COLOR


Una mattina, siccome uno di noi era senza nero, si servì del blu: era nato l'impressionismo.
(Pierre-Auguste Renoir)

Blu Kline
Se il tratto, il B/N, il Carattere, possono considerasi la parte certa, normata e razionale della comunicazione, il colore svolge una funzione diversa, più emotiva e spirituale. Per un verso è assimilabile alla contrapposizione tra la tradizione del disegno fiorentino e il colore nel tonalismo veneto, ciò che il primo vorrebbe descrivere oggettivamente, l'altro vorrebbe evocare ed emozionare.


Kazmir Malevich - Quadrato Rosso

 


Potremmo attribuire al colore una valenza esclusivamente espressiva e, a dispetto di tutte le teorie elaborate, in effetti non c'è nulla di meno oggettivo. Lo "spettro elettromagnetico" così come è stato elaborato, è percepibile solo dall'occhio umano, e non ha una valenza unifirmabile per tutti. Sappiamo bene che le onde elettromagnetiche visibili sono un brevissimo intervallo delle frequenze possibili conosciute, quelle abbiamo dato un nome nella scala dei colori, ma nella realtà esse hanno un'ampiezza e un "colore" superiori. Riflettere sulla natura del colore quindi, ci aiuta a renderci conto dell'approssimazione delle idee, spesso ingiustificate, che abbiamo. Quando ad esempio diciamo che un albero è verde, dovremmo prestare più attenzione alle parole che usiamo. I corpi, le cose, ci appaiono grazie al fatto che la luce, investendo un corpo, ne viene in parte assorbita e in parte riflessa, e quello che noi vediamo, il colore risultante dalle onde luminose riflesse, è appunto quello che in genere definiamo il colore di quell'oggetto. Ma volendo essere precisi, l'oggetto in sè non è di quel colore. Per quanto ne sappiamo, anche dando per scontato che il nostro occhio sia "obbiettivo", se vediamo un verde, ben che vada quel corpo potrebbe essere il colore o la somma delle onde elettromagnetiche assorbite, ovvero il colore complementare a quello che noi vediamo, cioè rosso. Ma anche di questo non sarei così sicuro.

---------------

#### Obiettivo dell'esercizio
Citi parola per parola il passo del testo sul colore che va da «(Pierre-Auguste Renoir)» fino a «evocare ed emozionare.» incluso.

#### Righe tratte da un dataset
---------------

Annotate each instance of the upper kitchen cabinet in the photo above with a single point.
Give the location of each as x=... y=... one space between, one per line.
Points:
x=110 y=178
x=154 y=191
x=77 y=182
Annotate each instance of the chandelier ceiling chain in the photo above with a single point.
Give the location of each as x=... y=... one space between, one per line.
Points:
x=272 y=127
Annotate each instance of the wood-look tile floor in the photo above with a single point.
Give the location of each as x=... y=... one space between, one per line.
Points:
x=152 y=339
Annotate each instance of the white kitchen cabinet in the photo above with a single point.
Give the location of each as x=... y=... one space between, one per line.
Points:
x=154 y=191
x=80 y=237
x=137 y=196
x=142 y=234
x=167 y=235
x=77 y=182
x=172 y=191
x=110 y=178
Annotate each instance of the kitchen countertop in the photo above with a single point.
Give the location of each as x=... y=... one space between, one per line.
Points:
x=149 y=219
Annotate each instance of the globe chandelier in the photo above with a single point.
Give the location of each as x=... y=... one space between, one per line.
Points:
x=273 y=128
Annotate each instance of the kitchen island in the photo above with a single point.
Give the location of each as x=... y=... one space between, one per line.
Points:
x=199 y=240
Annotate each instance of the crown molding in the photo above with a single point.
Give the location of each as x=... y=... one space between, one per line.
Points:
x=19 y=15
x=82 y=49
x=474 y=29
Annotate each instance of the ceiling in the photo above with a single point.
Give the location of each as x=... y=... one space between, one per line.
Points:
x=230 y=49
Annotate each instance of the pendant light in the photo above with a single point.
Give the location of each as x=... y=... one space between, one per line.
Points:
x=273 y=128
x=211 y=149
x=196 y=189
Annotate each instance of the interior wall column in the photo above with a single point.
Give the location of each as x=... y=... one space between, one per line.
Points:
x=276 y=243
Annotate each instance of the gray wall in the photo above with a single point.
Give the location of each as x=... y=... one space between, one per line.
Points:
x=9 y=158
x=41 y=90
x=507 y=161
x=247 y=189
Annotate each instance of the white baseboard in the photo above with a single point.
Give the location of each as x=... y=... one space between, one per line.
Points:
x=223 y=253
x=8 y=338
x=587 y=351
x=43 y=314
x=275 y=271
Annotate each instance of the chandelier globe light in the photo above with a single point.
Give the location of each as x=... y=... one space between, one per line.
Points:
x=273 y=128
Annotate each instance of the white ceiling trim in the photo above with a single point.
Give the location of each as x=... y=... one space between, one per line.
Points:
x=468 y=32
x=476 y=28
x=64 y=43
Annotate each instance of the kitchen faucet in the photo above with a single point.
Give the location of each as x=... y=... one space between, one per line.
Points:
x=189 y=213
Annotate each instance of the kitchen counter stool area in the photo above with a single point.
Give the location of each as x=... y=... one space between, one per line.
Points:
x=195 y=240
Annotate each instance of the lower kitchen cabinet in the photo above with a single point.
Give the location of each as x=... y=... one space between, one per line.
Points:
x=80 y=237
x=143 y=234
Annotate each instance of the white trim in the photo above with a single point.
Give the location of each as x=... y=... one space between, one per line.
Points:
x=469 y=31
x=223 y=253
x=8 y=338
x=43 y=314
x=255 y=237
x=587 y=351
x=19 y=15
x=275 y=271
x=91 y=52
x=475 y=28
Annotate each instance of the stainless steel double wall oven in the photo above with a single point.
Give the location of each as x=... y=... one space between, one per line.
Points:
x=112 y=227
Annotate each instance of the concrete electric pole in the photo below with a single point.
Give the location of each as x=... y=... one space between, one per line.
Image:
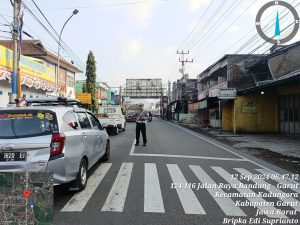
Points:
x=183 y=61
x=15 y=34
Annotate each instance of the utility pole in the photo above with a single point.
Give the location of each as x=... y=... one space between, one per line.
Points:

---------------

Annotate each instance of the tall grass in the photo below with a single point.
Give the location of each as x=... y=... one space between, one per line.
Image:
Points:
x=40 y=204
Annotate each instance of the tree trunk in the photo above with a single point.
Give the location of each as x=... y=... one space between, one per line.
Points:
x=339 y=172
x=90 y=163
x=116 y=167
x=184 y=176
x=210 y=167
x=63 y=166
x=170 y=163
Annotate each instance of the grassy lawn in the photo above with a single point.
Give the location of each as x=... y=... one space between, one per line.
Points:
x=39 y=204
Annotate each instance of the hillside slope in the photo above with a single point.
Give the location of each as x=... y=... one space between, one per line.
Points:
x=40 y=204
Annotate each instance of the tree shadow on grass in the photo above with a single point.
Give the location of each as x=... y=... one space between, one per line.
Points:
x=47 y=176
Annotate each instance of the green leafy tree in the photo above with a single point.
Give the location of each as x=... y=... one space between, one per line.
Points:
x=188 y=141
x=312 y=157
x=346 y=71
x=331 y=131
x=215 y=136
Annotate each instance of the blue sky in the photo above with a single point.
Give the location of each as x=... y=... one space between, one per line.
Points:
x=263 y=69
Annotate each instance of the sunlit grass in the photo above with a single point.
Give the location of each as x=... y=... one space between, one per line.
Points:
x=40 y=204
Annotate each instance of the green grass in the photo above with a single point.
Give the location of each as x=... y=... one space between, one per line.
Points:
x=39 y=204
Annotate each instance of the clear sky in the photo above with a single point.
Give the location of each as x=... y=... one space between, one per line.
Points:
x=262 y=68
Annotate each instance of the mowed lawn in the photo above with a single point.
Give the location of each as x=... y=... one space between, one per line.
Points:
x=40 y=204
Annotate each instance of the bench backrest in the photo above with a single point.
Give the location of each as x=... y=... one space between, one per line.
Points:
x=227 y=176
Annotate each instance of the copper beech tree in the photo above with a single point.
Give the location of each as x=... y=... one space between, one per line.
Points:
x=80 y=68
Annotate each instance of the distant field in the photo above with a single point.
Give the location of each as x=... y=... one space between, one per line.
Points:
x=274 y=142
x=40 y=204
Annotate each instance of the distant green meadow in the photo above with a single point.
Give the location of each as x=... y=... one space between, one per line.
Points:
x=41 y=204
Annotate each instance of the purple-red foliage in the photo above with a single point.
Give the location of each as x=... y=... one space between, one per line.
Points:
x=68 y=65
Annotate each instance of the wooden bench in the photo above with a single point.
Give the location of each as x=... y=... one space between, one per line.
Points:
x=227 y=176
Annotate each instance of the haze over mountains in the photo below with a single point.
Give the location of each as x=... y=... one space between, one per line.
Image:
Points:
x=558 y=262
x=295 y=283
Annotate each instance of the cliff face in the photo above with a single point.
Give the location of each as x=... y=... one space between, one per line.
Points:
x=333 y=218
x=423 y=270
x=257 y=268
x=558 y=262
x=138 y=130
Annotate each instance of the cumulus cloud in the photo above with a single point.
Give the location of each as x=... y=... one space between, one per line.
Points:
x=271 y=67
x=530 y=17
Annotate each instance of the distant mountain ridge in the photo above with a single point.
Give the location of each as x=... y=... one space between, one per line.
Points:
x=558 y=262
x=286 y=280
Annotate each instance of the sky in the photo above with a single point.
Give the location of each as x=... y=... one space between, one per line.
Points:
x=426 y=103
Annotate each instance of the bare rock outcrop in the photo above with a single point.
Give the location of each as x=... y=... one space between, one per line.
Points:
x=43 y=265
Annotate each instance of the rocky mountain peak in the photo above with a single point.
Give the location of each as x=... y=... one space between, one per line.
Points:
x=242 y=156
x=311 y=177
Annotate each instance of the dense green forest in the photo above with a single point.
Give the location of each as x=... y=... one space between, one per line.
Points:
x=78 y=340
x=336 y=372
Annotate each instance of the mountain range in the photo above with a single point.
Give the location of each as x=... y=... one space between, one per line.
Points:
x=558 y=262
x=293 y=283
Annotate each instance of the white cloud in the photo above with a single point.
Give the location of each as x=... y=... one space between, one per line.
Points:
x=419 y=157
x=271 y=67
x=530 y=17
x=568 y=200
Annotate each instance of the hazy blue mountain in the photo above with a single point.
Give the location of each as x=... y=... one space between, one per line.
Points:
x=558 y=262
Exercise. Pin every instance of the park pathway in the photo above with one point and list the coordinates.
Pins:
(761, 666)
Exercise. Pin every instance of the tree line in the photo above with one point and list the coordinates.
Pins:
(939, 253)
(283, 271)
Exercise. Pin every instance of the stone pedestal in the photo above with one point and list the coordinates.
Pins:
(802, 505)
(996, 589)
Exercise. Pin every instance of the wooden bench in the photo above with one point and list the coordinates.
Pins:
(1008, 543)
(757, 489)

---------------

#### Soluzione dell'esercizio
(Pierre-Auguste Renoir)

Blu Kline
Se il tratto, il B/N, il Carattere, possono considerasi la parte certa, normata e razionale della comunicazione, il colore svolge una funzione diversa, più emotiva e spirituale. Per un verso è assimilabile alla contrapposizione tra la tradizione del disegno fiorentino e il colore nel tonalismo veneto, ciò che il primo vorrebbe descrivere oggettivamente, l'altro vorrebbe evocare ed emozionare.